C'est
en février 1977 que le lac d'Auron est inauguré
dans une certaine indifférence. Il fut l'uvre du
maire Raymond Boisdé, et sans doute une des causes de
son futur échec politique. Repris par Jacques Rimbault
à contrecur, il va devenir au fil du temps le centre
d'un des quartiers importants de Bourges. Aujourd'hui, féru
d'écologie, le maire Serge Lepeltier veut en faire un
symbole de la nature en pleine ville. Au fait, comment s'est
fait ce lac de 84 hectares? Qu'est-il devenu une trentaine d'années
après ? C'est ce que La Bouinotte a cherché à
savoir.
Le Val d'Auron prend forme
Ce programme sera une opération
d'envergure qui va commencer à partir du début
des années 1970. Pour Raymond Boisdé, l'ensemble
Chancellerie-Gibjoncs accueillera en 1976 ses derniers habitants
et ce vaste programme d'urbanisation sera terminé. Il
faut donc songer à une autre zone, et c'est la surface
située au sud de l'agglomération qui est choisie.
Les projets d'implantation de ce plan d'eau vont varier, et pendant
un certain temps, il est question de construire le lac dans la
zone inondable située à la sortie de Bourges, côté
Saint-Doulchard, au lieu-dit de "la prairie", alors
que certains songent
. Aux marais de Bourges..
Dès 1967 se déroulent les
premières délibérations du Conseil municipal,
pour aboutir au 21 juin 1969, date du principe de la création
de ce plan d'eau.
Dans une première phase, avec la SO.BER.EM., et le concours
de M. Parlos, Architecte à Paris, un avant-projet avec
création d'une Z.A.C.(Zone d'Aménagement Concertée)
est proposée. Une seule opposition alors, celle de M.
Cothenet, qui pense "qu'il vaudrait mieux laisser à
nos successeurs le soin de se pencher sur cette question....
puisque vous allez être obligés, sur ces deux kilomètres
de longueur, de faire des travaux d'enlèvement de terrain
considérables qui vont entraîner une dépense
qui sera proportionnelle". On reconnaît bien cet ancien
maire " près de ses sous ".

● **Données fournies**
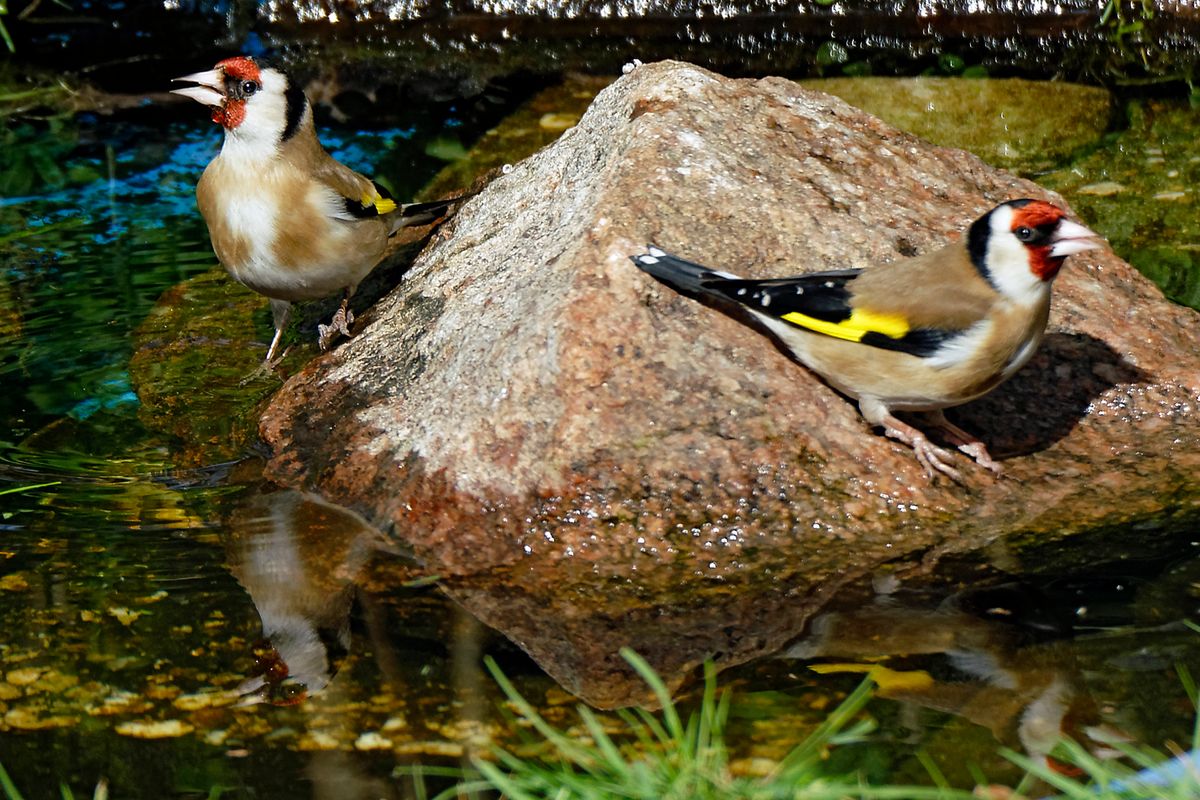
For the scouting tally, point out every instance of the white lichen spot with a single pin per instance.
(372, 740)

● **Consigne**
D'après l'extrait, quand le lac d'Auron a-t-il été inauguré ? Appuyez-vous uniquement sur l'extrait.

● **Résultat**
En février 1977.